EXERCISE BRIEF
Return the listing below in full, with every line exactly as it is.

AVAILABLE RECORDS
........
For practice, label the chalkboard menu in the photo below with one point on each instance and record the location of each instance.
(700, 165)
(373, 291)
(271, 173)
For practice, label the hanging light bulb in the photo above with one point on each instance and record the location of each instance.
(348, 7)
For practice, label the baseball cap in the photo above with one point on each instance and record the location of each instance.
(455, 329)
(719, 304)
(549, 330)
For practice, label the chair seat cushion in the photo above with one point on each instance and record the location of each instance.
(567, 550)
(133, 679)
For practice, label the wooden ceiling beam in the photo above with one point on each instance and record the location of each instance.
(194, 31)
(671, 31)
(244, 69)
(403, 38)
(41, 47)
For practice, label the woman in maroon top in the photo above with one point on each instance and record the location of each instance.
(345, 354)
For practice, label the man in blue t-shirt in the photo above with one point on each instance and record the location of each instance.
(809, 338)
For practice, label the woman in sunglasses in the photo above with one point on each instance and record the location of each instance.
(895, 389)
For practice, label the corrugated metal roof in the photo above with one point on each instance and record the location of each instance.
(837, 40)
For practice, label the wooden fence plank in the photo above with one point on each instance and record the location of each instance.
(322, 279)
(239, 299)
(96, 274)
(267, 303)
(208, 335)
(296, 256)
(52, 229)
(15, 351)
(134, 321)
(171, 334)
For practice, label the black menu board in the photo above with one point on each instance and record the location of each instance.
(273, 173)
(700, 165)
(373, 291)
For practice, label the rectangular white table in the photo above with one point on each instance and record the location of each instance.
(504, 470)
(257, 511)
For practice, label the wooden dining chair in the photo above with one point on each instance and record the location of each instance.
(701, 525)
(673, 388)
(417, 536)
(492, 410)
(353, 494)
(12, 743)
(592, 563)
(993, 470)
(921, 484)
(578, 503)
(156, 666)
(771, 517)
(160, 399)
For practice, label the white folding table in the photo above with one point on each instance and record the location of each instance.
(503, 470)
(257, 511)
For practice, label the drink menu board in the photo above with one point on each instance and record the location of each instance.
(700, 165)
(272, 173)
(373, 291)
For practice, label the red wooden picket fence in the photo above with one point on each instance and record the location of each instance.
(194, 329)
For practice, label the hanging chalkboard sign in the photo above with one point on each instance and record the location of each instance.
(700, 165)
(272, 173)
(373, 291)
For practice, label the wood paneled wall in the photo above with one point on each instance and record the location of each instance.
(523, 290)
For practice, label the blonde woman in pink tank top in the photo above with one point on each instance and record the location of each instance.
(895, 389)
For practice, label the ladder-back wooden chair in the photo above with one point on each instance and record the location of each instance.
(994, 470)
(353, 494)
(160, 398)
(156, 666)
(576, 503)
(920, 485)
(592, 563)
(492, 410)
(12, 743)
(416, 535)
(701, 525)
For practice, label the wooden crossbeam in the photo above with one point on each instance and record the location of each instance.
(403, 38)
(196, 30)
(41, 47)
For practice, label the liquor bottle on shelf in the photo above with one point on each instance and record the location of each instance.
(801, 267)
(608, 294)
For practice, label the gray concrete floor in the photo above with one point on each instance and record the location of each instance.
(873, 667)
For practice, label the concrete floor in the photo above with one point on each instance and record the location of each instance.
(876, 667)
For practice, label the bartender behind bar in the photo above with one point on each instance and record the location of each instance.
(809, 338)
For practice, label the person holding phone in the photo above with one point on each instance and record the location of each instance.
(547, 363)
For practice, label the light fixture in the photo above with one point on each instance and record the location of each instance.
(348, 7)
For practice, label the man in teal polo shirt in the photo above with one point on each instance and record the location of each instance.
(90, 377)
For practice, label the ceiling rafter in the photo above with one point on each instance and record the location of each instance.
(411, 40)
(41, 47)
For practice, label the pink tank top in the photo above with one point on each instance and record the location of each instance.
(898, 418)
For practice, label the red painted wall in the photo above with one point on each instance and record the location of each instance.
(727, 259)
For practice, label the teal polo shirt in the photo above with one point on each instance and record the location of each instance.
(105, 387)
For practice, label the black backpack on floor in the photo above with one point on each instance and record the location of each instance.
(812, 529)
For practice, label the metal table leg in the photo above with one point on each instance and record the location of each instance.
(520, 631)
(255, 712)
........
EXPECTED OUTPUT
For practice, label the chalkboard menu in the photo below with one point on each instance and record the location of each instance.
(700, 165)
(373, 291)
(271, 173)
For practice, label the hanging light bulb in the photo above with one point on each instance and record the location of each instance.
(348, 7)
For practice, label the baseball cap in the photo above with one point on each instance and record the location of each instance.
(455, 329)
(719, 304)
(549, 330)
For practice, label the chair seat cushion in the photo above with one point on each instance and record the location of each instance.
(567, 550)
(133, 679)
For practice, label the wooden ceiling beam in the photo above with one point on each instance and record the location of each instance.
(194, 31)
(671, 31)
(244, 69)
(403, 38)
(41, 47)
For practice, label the woman in maroon top in the photo above with one point on each instance and record the location of each instance.
(345, 354)
For practice, label the man in blue t-shirt in the photo above with one point on each instance and record the location of each instance.
(809, 338)
For practice, label the woman in sunglasses in the photo above with one point on each instance and record the location of each instance.
(895, 389)
For practice, label the corrugated metal roof in the photo above with one point on each instance and record the location of each instance.
(837, 40)
For practice, label the wooden fence plank in the photo above with one point on each instance and record the location of each instance.
(322, 279)
(239, 299)
(96, 274)
(267, 303)
(208, 335)
(296, 256)
(52, 229)
(15, 351)
(134, 321)
(171, 334)
For practice, label the black menu board in the photo above with one point on each instance and record the location of each instance.
(273, 173)
(700, 165)
(373, 291)
For practice, label the rectangular white table in the photo above with one point on each instance and record the location of each instance.
(504, 470)
(257, 511)
For practice, label the wooden dining chair in the photo above with one point on each instance and record the location of each instance.
(701, 525)
(673, 388)
(417, 536)
(492, 410)
(353, 494)
(12, 743)
(592, 563)
(993, 470)
(921, 484)
(578, 503)
(156, 666)
(771, 517)
(160, 399)
For practice, label the white folding table in the photo above with one point on each instance and record the location of each instance.
(503, 470)
(257, 511)
For practice, label the drink menu board in the photo above with one point on each instance and record the location of each instance.
(700, 165)
(272, 173)
(373, 291)
For practice, label the red wooden picket fence in the photo above with one point on each instance and record the location of each instance.
(194, 329)
For practice, label the hanging chalkboard sign in the photo above with one point on each instance and record the location of each instance.
(700, 165)
(272, 173)
(373, 291)
For practice, label the wood paneled wall in the photo above with one point on each instance and record the location of each instance.
(523, 290)
For practice, label the blonde woman in pink tank top in the photo above with one point on each instance and record the location of each instance.
(895, 389)
For practice, label the ladder-back wooden chair in the photo above with one point on each instance and record the location of each instance.
(994, 470)
(353, 494)
(160, 398)
(156, 666)
(576, 503)
(920, 485)
(592, 563)
(492, 410)
(12, 743)
(416, 535)
(701, 525)
For practice, label the wooden crossbeam in the photo above with one point on each instance and record the location of each instance.
(403, 38)
(196, 30)
(41, 47)
For practice, label the liquor bottle on shelf in the photo above with one point on each instance and record the location of each instance.
(801, 267)
(608, 294)
For practice, label the gray concrete floor in the photo above with one point on each instance and record the location of each instance.
(873, 667)
For practice, label the concrete floor in the photo above with one point on each instance and record the location of each instance.
(876, 667)
For practice, label the bartender behind bar in the photo above with one point on each instance and record the location of each instance.
(809, 338)
For practice, label the person holding phone in the photo above with one point on each instance and record the location of each instance.
(547, 363)
For practice, label the light fixture in the photo above with one point on each instance and record the location of each instance.
(348, 7)
For practice, label the man in teal polo shirt in the photo above with one point on each instance and record the location of each instance.
(90, 377)
For practice, label the ceiling rafter in the photo above with one point on each instance and record the location of each instance.
(411, 40)
(41, 47)
For practice, label the pink tank top in the photo above with one point on each instance and record the location of each instance.
(898, 418)
For practice, label the red painted wall in the photo above with one point on each instance and record the location of each instance.
(727, 259)
For practice, label the teal polo shirt in the photo above with one point on each instance and record the location of each instance.
(105, 387)
For practice, label the black backpack on floor in the photo above with one point on each instance and record the location of each instance.
(812, 529)
For practice, label the metal table leg in the photo above with one point on each instance and record the location of each instance.
(520, 631)
(255, 712)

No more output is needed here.